# DATASET EXCERPTS
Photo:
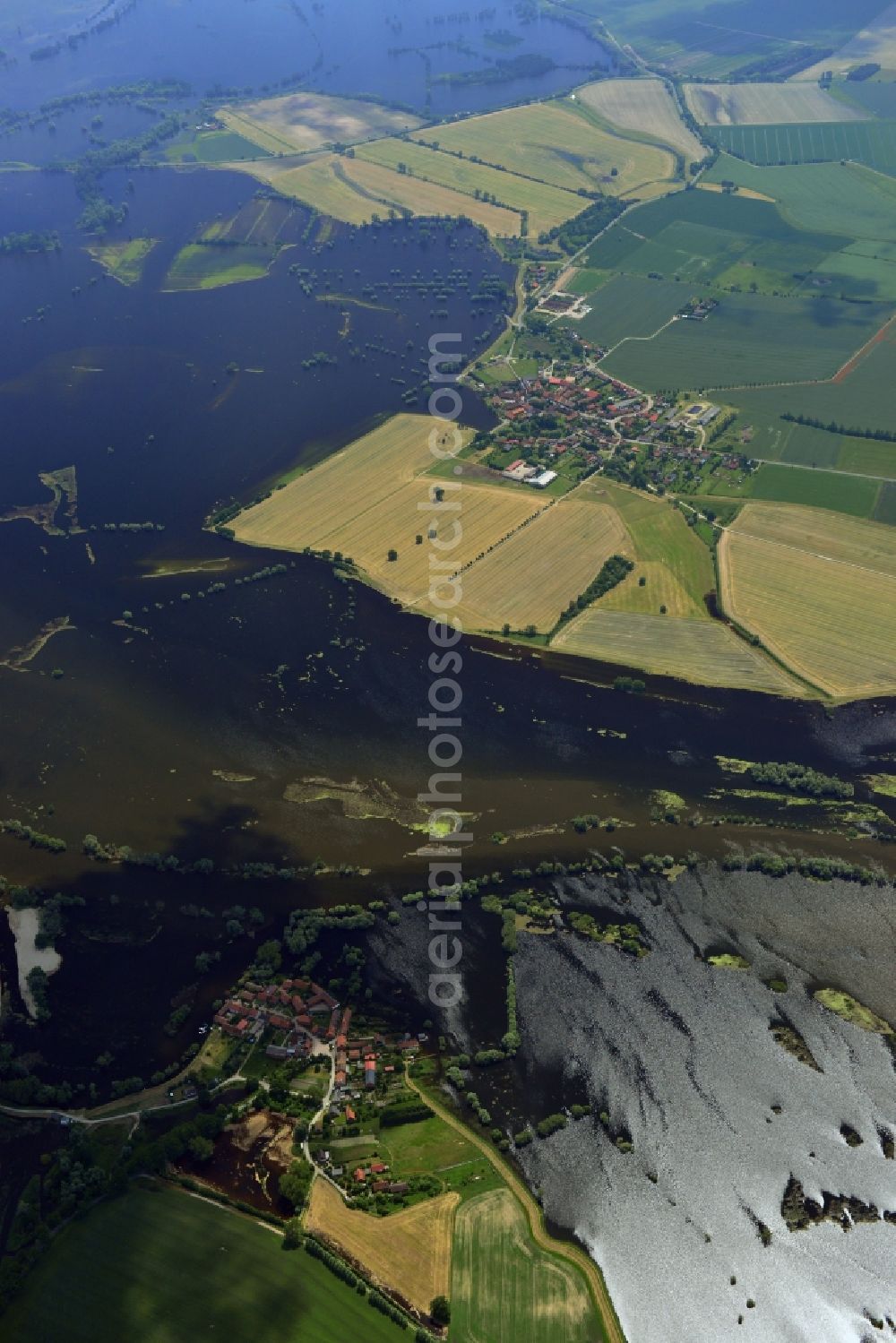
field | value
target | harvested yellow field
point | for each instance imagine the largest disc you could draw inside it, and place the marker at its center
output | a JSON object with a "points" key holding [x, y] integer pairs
{"points": [[532, 576], [836, 536], [645, 107], [375, 497], [487, 513], [764, 105], [304, 121], [394, 190], [675, 562], [355, 191], [547, 206], [556, 144], [409, 1252], [505, 1288], [704, 651], [823, 600], [316, 183], [874, 43]]}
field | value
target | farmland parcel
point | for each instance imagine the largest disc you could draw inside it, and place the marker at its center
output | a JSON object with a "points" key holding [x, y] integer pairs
{"points": [[758, 104], [694, 650], [645, 107], [371, 501], [132, 1270], [504, 1288], [820, 591], [409, 1253], [554, 142]]}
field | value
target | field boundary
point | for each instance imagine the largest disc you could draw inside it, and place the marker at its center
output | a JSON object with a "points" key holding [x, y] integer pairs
{"points": [[535, 1216]]}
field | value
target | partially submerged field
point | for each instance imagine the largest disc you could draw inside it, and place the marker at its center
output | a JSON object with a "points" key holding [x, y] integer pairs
{"points": [[556, 144], [818, 590], [375, 497], [358, 190], [643, 107], [530, 578], [504, 1288], [298, 123], [160, 1267], [124, 261], [759, 104], [409, 1253], [198, 266]]}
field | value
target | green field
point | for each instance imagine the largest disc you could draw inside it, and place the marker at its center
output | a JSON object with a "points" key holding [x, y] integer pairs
{"points": [[504, 1288], [868, 94], [820, 489], [871, 142], [627, 306], [426, 1146], [731, 35], [556, 142], [864, 399], [168, 1268], [861, 271], [845, 199], [212, 147], [661, 538], [196, 266], [723, 228], [750, 339]]}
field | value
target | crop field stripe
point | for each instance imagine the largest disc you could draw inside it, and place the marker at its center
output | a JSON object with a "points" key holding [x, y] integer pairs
{"points": [[606, 1324], [409, 1253], [829, 616], [532, 575], [702, 651]]}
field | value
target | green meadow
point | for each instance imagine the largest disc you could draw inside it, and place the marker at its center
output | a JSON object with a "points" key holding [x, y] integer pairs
{"points": [[845, 199], [629, 306], [872, 142], [161, 1267]]}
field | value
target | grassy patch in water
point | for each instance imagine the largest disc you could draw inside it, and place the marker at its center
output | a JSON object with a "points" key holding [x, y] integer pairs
{"points": [[124, 261], [848, 1007], [728, 960], [199, 266]]}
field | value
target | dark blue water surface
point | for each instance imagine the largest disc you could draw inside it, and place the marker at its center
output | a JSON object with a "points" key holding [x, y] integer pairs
{"points": [[384, 47]]}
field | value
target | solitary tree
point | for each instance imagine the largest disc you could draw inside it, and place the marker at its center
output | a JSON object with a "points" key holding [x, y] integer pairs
{"points": [[441, 1310]]}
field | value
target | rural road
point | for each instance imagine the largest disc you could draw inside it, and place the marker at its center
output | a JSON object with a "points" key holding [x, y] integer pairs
{"points": [[611, 1327]]}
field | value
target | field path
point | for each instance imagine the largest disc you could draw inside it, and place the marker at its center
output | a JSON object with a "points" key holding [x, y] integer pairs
{"points": [[575, 1256]]}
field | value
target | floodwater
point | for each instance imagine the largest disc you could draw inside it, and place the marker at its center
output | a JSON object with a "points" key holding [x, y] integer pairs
{"points": [[397, 51]]}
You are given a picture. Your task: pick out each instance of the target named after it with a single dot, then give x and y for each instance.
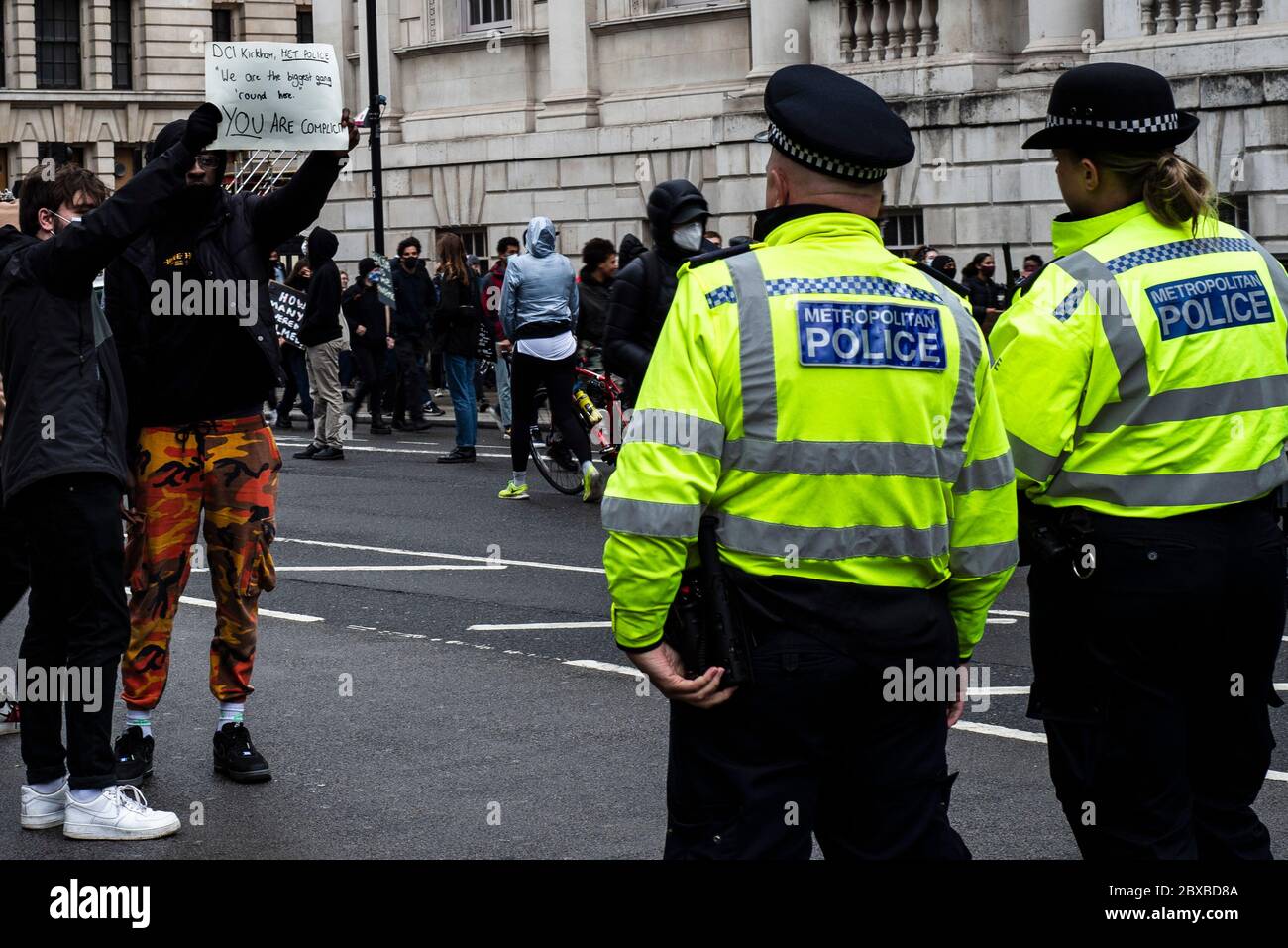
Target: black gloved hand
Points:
(202, 128)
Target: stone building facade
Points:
(500, 110)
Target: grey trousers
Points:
(323, 368)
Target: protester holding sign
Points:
(200, 442)
(63, 462)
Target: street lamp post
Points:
(377, 205)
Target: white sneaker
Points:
(43, 810)
(117, 813)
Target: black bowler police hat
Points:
(833, 124)
(1113, 106)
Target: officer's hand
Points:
(958, 707)
(666, 672)
(202, 128)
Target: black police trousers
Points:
(1154, 678)
(811, 747)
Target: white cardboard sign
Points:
(275, 95)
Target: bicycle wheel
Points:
(552, 455)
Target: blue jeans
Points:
(460, 381)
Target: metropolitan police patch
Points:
(870, 335)
(1218, 301)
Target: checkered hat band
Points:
(1160, 123)
(822, 162)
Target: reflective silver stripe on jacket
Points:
(677, 429)
(1172, 489)
(649, 518)
(831, 543)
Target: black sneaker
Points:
(458, 456)
(133, 755)
(236, 756)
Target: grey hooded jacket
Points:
(540, 295)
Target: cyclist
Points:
(539, 309)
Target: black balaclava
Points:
(194, 204)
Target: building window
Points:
(56, 44)
(488, 14)
(222, 25)
(1233, 209)
(473, 237)
(903, 230)
(304, 25)
(60, 153)
(121, 65)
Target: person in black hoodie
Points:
(322, 338)
(642, 295)
(63, 464)
(413, 295)
(204, 462)
(372, 338)
(456, 334)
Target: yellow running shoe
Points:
(514, 491)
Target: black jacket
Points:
(232, 244)
(321, 320)
(456, 318)
(643, 292)
(415, 298)
(362, 307)
(65, 410)
(592, 309)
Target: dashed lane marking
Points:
(397, 552)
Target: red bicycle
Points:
(597, 404)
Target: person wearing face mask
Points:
(196, 385)
(854, 540)
(643, 291)
(987, 299)
(63, 464)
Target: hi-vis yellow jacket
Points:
(1145, 372)
(831, 406)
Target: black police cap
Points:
(833, 124)
(1113, 106)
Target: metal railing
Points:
(262, 171)
(875, 31)
(1158, 17)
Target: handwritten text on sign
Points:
(275, 95)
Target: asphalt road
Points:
(407, 712)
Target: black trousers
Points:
(77, 618)
(811, 747)
(408, 352)
(527, 375)
(372, 384)
(1154, 679)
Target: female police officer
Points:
(1144, 388)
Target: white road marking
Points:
(377, 569)
(605, 666)
(439, 556)
(539, 625)
(270, 613)
(996, 730)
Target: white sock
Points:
(140, 719)
(231, 712)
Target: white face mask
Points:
(688, 237)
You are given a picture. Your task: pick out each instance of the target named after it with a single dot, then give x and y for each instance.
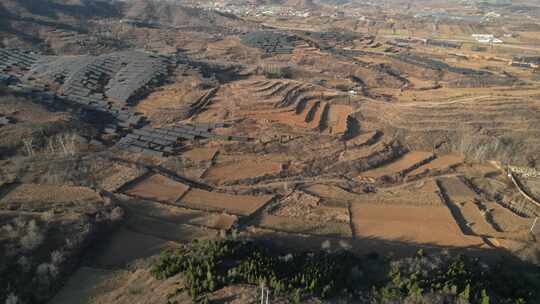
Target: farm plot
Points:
(337, 118)
(167, 230)
(120, 175)
(332, 193)
(159, 188)
(406, 163)
(82, 286)
(34, 197)
(200, 154)
(179, 215)
(503, 219)
(126, 246)
(410, 224)
(305, 206)
(420, 193)
(216, 201)
(361, 152)
(362, 139)
(440, 164)
(456, 190)
(302, 226)
(222, 173)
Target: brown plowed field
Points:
(337, 118)
(421, 193)
(456, 190)
(179, 215)
(200, 154)
(303, 226)
(221, 173)
(159, 188)
(420, 225)
(440, 164)
(233, 204)
(34, 196)
(305, 206)
(407, 161)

# EXERCISE INSTRUCTIONS
Repeat each record exactly, with the pictures left out.

# EXERCISE SOLUTION
Photo:
field | value
target | harvested yellow field
point | for each instance imagine the largest disc you could draw inside it, and place the marker at its center
output | a JSON object with a "points" key holding [x, y] integer pairs
{"points": [[532, 576], [836, 536], [645, 107], [375, 497], [487, 513], [764, 105], [304, 121], [394, 190], [675, 562], [355, 191], [547, 206], [556, 144], [409, 1252], [505, 1288], [704, 651], [823, 600], [316, 183], [874, 43]]}
field | value
target | farmland parcel
point | for each instance imagine the largest disc you could draw inside it, and place the marker at its center
output | a JSON object with a "points" key holding [x, y] integer pairs
{"points": [[758, 104], [694, 650], [645, 107], [371, 501], [132, 1270], [504, 1288], [820, 591], [409, 1253], [554, 142]]}
field | value
target | field boundary
point | for each instance imagine the largest disc you could draw inside it, and place the marker at its center
output | a JSON object with a "points" key holding [x, y] integer pairs
{"points": [[535, 1216]]}
field | value
target | partially submerged field
point | for each instance imagine the largest disc you could draw inside it, and place the marker at its center
output | a JSON object with a "points" key holding [x, y] integer pairs
{"points": [[556, 144], [818, 590], [375, 497], [358, 190], [643, 107], [530, 578], [504, 1288], [298, 123], [160, 1267], [124, 261], [759, 104], [409, 1253], [198, 266]]}
field | value
target | green field
point | for each instance imagine the largest disc you could draw inside it, and place the marker at its center
output | a JSON object with a "points" key holding [x, y] integer pairs
{"points": [[504, 1288], [868, 94], [820, 489], [871, 142], [627, 306], [426, 1146], [731, 35], [556, 142], [864, 399], [168, 1268], [861, 271], [845, 199], [212, 147], [661, 538], [196, 266], [723, 228], [750, 339]]}
field | value
target | crop field stripe
point | for each instance imagine the largest disc you could draw inside it, and place the marker at its center
output | a JSON object with a "points" key holding [x, y] integer pairs
{"points": [[606, 1324], [409, 1253], [829, 616], [532, 575], [702, 651]]}
field | value
target | green meadow
point | for each instance imagine the largest disc you could draw inside it, and place the marker at its center
output | a JSON object with a "points" key holding [x, y] integer pairs
{"points": [[845, 199], [629, 306], [872, 142], [161, 1267]]}
field | value
target | grassy patch in water
point | for each instance imagine the largest disc you could draw inside it, and place the marker at its center
output | a JSON object with a "points" key holding [x, y] integer pairs
{"points": [[124, 261], [848, 1007], [728, 960], [199, 266]]}
field | value
target | dark blue water surface
point | for each instance imagine the largest disc you could draw inside it, and place the marker at its center
output | a JSON object with a "points" key holding [x, y] integer pairs
{"points": [[384, 47]]}
field | value
target | solitary tree
point | for each instance imagine the largest disc you could draw inside it, and place the marker at its center
output | a JSON object with a "points" key holding [x, y] integer pairs
{"points": [[441, 1310]]}
field | value
target | rural road
point | for each instance imagine the largest disc you could draw inside it, and place the marker at its center
output | a JSON object with a "points" key holding [x, y] integer pairs
{"points": [[611, 1327]]}
field | value
target | field path
point | for each instance imagine the largest disc you could draw inside it, and place the marker at its center
output | a JSON object with a "points" key holding [x, y] integer pairs
{"points": [[575, 1256]]}
field | value
target | floodwater
point | for each instance imagine the largest disc you could draw inside it, and place the marker at its center
output | a JSON object with a "points" key holding [x, y] integer pairs
{"points": [[397, 51]]}
You are given a picture. Your task: pick out each instance of the target named after it with a single dot, then give x and y for each instance.
Target: black gloved hand
Points:
(202, 128)
Target: stone building facade
Points:
(500, 110)
Target: grey trousers
Points:
(323, 368)
Target: protester holding sign
Points:
(200, 442)
(63, 462)
Target: street lamp post
Points:
(377, 205)
Target: white sneaker
Points:
(43, 810)
(117, 813)
Target: black bowler police hat
Points:
(833, 124)
(1113, 106)
Target: officer's hand
Points:
(958, 707)
(666, 672)
(202, 128)
Target: black police trousers
Points:
(1154, 678)
(811, 747)
Target: white cardboard sign
Points:
(275, 95)
Target: bicycle wheel
Points:
(552, 455)
Target: blue jeans
Points:
(460, 381)
Target: metropolitan police patch
Points:
(870, 335)
(1218, 301)
Target: checkered hat band
Points:
(1160, 123)
(822, 162)
Target: reflective silver stripe on jacket
Points:
(677, 429)
(1172, 489)
(649, 518)
(831, 543)
Target: black sneaker
Points:
(458, 456)
(133, 755)
(236, 756)
Target: grey hooded jacket
Points:
(540, 295)
Target: cyclist
Points:
(539, 309)
Target: black balaclava
Points:
(194, 204)
Target: building window
Points:
(56, 44)
(488, 14)
(222, 25)
(1233, 209)
(473, 237)
(903, 230)
(304, 25)
(60, 153)
(121, 65)
Target: person in black hoodie
Points:
(322, 338)
(642, 295)
(63, 464)
(413, 295)
(204, 462)
(372, 338)
(456, 334)
Target: yellow running shoe
Points:
(514, 491)
Target: black jacket
Points:
(232, 244)
(321, 320)
(456, 318)
(643, 292)
(415, 298)
(362, 307)
(65, 410)
(592, 309)
Target: dashed lane marking
Points:
(397, 552)
Target: red bicycle
Points:
(597, 404)
Target: person wearing face mask
Points:
(196, 385)
(854, 540)
(643, 291)
(987, 299)
(63, 464)
Target: hi-vis yellow jacket
Points:
(1145, 372)
(831, 406)
Target: black police cap
Points:
(833, 124)
(1113, 106)
Target: metal railing
Points:
(262, 171)
(875, 31)
(1158, 17)
Target: handwritten text on sign
Points:
(275, 95)
Target: asphalt road
Points:
(407, 712)
Target: black trousers
Points:
(77, 618)
(811, 747)
(408, 352)
(527, 375)
(372, 384)
(1154, 679)
Target: female police officer
Points:
(1144, 388)
Target: white road marking
Points:
(377, 569)
(605, 666)
(439, 556)
(539, 625)
(270, 613)
(996, 730)
Target: white sock
Points:
(140, 719)
(231, 712)
Target: white face mask
Points:
(688, 237)
You are given a picture. Your task: pick out each instance of the target named after it with a single dot, then give x and y for each instance.
Target: farm plot
Points:
(337, 118)
(167, 230)
(120, 175)
(332, 193)
(159, 188)
(406, 163)
(82, 286)
(34, 197)
(200, 154)
(179, 215)
(503, 219)
(126, 246)
(410, 224)
(305, 206)
(420, 193)
(216, 201)
(361, 152)
(362, 139)
(440, 164)
(456, 190)
(302, 226)
(222, 173)
Target: brown plowed field
Points:
(337, 118)
(421, 193)
(456, 190)
(179, 215)
(200, 154)
(303, 226)
(221, 173)
(159, 188)
(420, 225)
(440, 164)
(233, 204)
(34, 196)
(305, 206)
(407, 161)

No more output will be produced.